*YOUR OBJECTIVE:*
Count the lines in the rows below that contain the string "ground", and reply with that number only.

*INFORMATION PROVIDED:*
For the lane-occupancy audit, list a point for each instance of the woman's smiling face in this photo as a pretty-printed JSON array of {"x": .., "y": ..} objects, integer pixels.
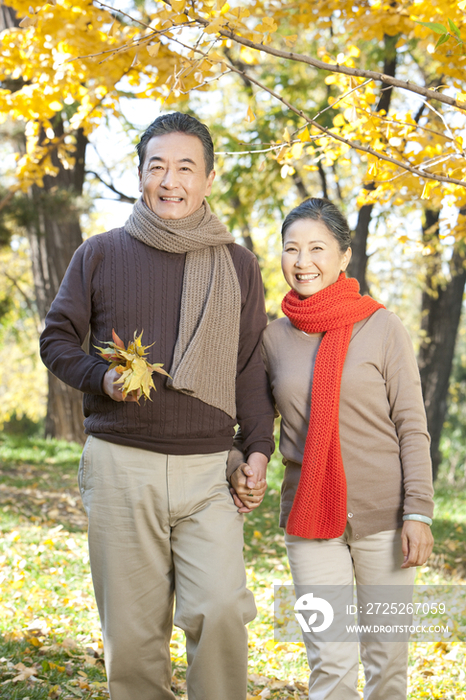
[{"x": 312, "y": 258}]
==
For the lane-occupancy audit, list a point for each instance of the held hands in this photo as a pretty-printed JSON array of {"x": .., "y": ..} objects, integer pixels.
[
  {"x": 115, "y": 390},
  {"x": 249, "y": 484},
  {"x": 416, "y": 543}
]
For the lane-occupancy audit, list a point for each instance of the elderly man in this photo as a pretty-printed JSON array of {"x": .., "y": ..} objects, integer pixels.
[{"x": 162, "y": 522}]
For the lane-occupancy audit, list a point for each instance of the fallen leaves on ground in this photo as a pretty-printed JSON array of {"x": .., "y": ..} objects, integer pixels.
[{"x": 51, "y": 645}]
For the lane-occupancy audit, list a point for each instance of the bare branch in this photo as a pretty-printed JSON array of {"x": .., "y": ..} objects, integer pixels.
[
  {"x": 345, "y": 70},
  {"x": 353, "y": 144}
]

*COMPLETE OUTPUT:*
1